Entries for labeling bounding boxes
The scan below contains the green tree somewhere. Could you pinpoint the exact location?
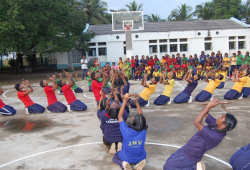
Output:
[168,4,193,21]
[125,1,143,11]
[0,0,93,71]
[144,14,165,22]
[212,0,241,19]
[193,2,214,20]
[240,0,250,24]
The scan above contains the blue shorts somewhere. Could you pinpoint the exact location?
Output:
[0,105,16,116]
[47,102,67,113]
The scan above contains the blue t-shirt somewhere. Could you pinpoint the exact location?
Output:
[229,144,250,170]
[97,109,107,134]
[118,121,147,164]
[100,110,128,143]
[181,115,226,162]
[183,78,198,95]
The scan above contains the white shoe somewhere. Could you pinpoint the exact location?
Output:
[209,95,214,101]
[167,98,171,105]
[117,142,122,152]
[109,143,116,154]
[146,100,149,107]
[25,108,30,115]
[67,105,72,112]
[133,159,146,170]
[188,96,193,103]
[122,161,132,170]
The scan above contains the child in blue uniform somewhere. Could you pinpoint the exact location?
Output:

◆ **WHAT YOU ARE ASKED TO DO**
Transcribe all of the rows above word for word, omitting the picture.

◆ **RESPONSE TO THIS EXERCISE**
The scan below contains the green tree somewhere. Could you pinpoint the exact location?
Output:
[168,4,193,21]
[125,1,143,11]
[0,0,93,71]
[144,14,165,22]
[212,0,241,19]
[193,2,214,20]
[240,0,250,24]
The scan above contains the blue shorts somewhere. Could you pinpoint the exact location?
Output:
[0,105,16,116]
[47,102,67,113]
The scan above contains the blue t-shirt somewhere. Could you pinpoint the exact location?
Output:
[229,144,250,170]
[97,109,107,134]
[118,121,147,164]
[100,110,128,143]
[181,115,226,162]
[183,78,198,95]
The scan above contains the white shoe somewhere. Could you pinpoint the exact location?
Output:
[209,95,214,101]
[167,98,171,105]
[117,142,122,152]
[109,143,116,154]
[146,100,149,107]
[25,108,30,115]
[67,105,72,112]
[133,159,146,170]
[188,96,193,103]
[122,161,132,170]
The scan above contains the child in blue uniform somewhere. Could you pinpoint the exact location?
Output:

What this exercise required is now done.